Kalender['Festival'] = Kalender['Date'].apply(Kalender_Holiday)
# Converting the Date column to a pandas datetime format
Kalender['Date'] = Kalender['Date'].apply(pd.to_datetime)

### 1.5 Adding 6 more columns to a the Data Frame for pattern study 

In order to study how holidays influence passanger flight patterns , I added 6 new rows representing . In this way, we will be able to group flight numbers and load factors w.r.t the created days .

- 1:`´1day_after :`´ This represents the **1st day** after a public holiday .
- 2:`´2day_after :`´ This represents the **2nd day** after a public holiday .
- 3:`´3day_after :`´ This represents the **3rd day** after a public holiday .

- 4:`´1day_before :`´ This represents the **1st day** before a public holiday .
- 5:`´2day_before :`´ This represents the **2nd day** before a public holiday .
- 6:`´3day_before :`´ This represents the **3rd day** before a public holiday .


In [20]:
# Create a new column '1day_after' and initialize it with 0
Kalender['1day_after'] = 0

# Identify rows where 'Holiday' column is 1
holiday_rows = Kalender['Holiday (0/1)'] == 1

# Set '1day_after' to 1 for the day after a holiday
Kalender.loc[holiday_rows.shift(1, fill_value=False), '1day_after'] = 1
Kalender['1day_after'] = Kalender['1day_after'].astype(int)

* _Data lines_
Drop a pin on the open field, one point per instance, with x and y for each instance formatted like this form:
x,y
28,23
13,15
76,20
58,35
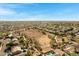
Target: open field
x,y
39,38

* _Task list_
A. Answer these questions using the text above on adding holiday columns, one answer per line:
(i) What does the column 3day_before represent?
(ii) What value is the new column '1day_after' initialized with?
(iii) Which function is applied to the Date column to convert it to a pandas datetime format?
B. Transcribe the stretch of the text on adding holiday columns from "In order to" through "the **1st day** after a public holiday .".
C. Go on with the text on adding holiday columns to the Kalender data frame, starting after its last line.

* _Results_
A.
(i) The 3rd day before a public holiday.
(ii) 0.
(iii) pd.to_datetime.

B.
In order to study how holidays influence passanger flight patterns , I added 6 new rows representing . In this way, we will be able to group flight numbers and load factors w.r.t the created days .

- 1:`´1day_after :`´ This represents the **1st day** after a public holiday .

C.
In [21]:
# Create a new column '2day_after' and initialize it with 0
Kalender['2day_after'] = 0

# Identify rows where 'Holiday' column is 1
holiday_rows = Kalender['Holiday (0/1)'] == 1

# Set '2day_after' to 2 for the day after a holiday
Kalender.loc[holiday_rows.shift(2, fill_value=False), '2day_after'] = 1
Kalender['2day_after'] = Kalender['2day_after'].astype(int)

In [22]:
# Create a new column '3day_after' and initialize it with 0
Kalender['3day_after'] = 0

# Identify rows where 'Holiday' column is 1
holiday_rows = Kalender['Holiday (0/1)'] == 1

# Set '3day_after' to 1 for the day before a holiday
Kalender.loc[holiday_rows.shift(3, fill_value=False), '3day_after'] = 1
Kalender['3day_after'] = Kalender['3day_after'].astype(int)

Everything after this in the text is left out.